---------- Data listing

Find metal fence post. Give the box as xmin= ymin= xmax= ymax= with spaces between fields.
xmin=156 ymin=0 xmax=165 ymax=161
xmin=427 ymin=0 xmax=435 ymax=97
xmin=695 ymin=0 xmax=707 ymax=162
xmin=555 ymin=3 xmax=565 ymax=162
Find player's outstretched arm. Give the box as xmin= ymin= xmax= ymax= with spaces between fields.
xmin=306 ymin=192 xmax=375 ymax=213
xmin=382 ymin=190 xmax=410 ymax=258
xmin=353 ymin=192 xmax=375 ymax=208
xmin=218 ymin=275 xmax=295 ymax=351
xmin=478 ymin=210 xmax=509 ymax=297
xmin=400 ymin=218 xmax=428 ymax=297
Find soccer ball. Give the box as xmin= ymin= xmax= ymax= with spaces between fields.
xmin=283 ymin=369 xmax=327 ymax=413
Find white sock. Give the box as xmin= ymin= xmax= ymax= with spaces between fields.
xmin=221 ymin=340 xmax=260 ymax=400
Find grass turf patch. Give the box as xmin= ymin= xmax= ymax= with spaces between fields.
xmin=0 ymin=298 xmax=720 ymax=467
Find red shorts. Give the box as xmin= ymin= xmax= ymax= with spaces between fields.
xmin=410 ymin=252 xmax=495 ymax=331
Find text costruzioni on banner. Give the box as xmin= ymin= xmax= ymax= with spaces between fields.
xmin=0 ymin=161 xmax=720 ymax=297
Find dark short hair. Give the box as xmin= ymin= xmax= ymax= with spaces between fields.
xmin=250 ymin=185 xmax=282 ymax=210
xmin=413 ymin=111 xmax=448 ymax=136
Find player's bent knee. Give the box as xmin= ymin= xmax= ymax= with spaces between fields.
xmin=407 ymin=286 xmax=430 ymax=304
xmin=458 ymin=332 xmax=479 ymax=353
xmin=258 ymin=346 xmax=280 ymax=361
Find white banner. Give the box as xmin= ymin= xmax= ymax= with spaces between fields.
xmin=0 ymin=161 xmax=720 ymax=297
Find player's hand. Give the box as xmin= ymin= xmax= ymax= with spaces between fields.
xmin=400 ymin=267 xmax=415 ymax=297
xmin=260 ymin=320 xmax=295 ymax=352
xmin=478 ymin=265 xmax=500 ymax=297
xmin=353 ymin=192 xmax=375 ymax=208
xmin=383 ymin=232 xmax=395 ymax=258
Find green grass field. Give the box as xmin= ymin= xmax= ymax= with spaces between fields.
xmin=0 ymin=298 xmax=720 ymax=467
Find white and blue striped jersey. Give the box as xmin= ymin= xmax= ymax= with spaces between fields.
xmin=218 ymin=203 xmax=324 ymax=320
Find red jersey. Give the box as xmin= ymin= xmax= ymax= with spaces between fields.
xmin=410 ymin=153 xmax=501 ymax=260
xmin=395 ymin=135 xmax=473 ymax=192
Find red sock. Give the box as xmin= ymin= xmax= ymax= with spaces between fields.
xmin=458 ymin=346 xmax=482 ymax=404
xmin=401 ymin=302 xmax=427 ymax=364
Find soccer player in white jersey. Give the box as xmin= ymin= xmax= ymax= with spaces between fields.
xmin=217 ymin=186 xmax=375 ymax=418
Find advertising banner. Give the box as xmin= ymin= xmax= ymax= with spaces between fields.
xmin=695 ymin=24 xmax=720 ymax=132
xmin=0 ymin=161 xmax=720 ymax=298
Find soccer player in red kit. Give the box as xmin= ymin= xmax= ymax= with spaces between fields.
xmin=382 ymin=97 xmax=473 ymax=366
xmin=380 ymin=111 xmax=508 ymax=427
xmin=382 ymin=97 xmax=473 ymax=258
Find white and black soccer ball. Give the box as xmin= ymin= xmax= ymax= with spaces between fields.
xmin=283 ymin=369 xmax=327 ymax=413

--------------------

Exercise directions: Please put the stretch of the data above from the line containing "Find soccer player in red" through the end of the data into a JSON list of strings, with one string per line and blank lines left out.

Response to the task:
[
  "Find soccer player in red kit. Give the box as xmin= ymin= xmax= ymax= with spaces between fields.",
  "xmin=382 ymin=97 xmax=473 ymax=366",
  "xmin=380 ymin=111 xmax=508 ymax=427",
  "xmin=382 ymin=97 xmax=473 ymax=258",
  "Find white and black soccer ball. Give the box as xmin= ymin= xmax= ymax= with spaces between fields.",
  "xmin=283 ymin=369 xmax=327 ymax=413"
]